Excerpt =>
--- Begin ---

Friday, February 19, 2010

New encaustic painting in Progress

Back up in the studio today to start doing something with the 24 x 36" panel with the coat of Evans Holy Grail on it. If anyone doesn't know...this stuff is like gesso for encaustic painting. You cannot use regular acrylic gesso or anything acylic under or with wax or it might or most likely will pop off at some point.

This is a size panel I've never worked on before for encaustic painting. If I continue to work with encaustic a lot, I will have to have larger pieces as working on all these little ones is just not for me. I worked on the two panels for the 48 x 48" diptych and it was no more of a problem than a couple of small ones I thought other than the physicality of applying all that wax. Same with my other paintings....I like to make big gestures.

Well......this ain't gonna happen with encaustic.....the big gestures. It's dried and cooled by the time I can get it to the no fluidity. (Unless I learn some way to remedy that.)

SO....with that nice white ground, I set about laying out some color all over and making some gestural marks with oil paint. I've never done this before as a beginning for encaustic. I didn't use any medium other than thinner and just painted a lot of it on. This took a gazillion years since I had to heat and unscrew all the dried on tops of the tubes. SO, I didn't use many colors being lazy as I am.  I had it in mind to make a 2010 winter painting....don't know how and why but I had it in mind. Of course, I had to start with color though so I used violet, magenta, cad red light...kind of analagous, gorgeous colors.



Hum.... started out looking like my layout for lots of land inspired work....then I add more paints and squished them all around with a paper towel so they wouldn't be wet or have any thinner left when I added wax medium  I don't know if this is kosher or not but I do know you have to have a ratio of a lot more wax than oil paint in your encaustic paintings if you want them to dry and fuse properly.  Then I just added a good layer of a lot of medium all over this panel and fused it gently.

--- End ---

What the task asks => Reproduce the passage of the encaustic painting post between "Well......this ain't gonna" and "to remedy that.)", inclusive, substituting "strokes" for "gestures".

Data lines =>

--- Begin ---

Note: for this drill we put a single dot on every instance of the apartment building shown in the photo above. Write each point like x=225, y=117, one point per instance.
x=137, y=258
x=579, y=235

--- End ---

The answer =>
Well......this ain't gonna happen with encaustic.....the big strokes. It's dried and cooled by the time I can get it to the no fluidity. (Unless I learn some way to remedy that.)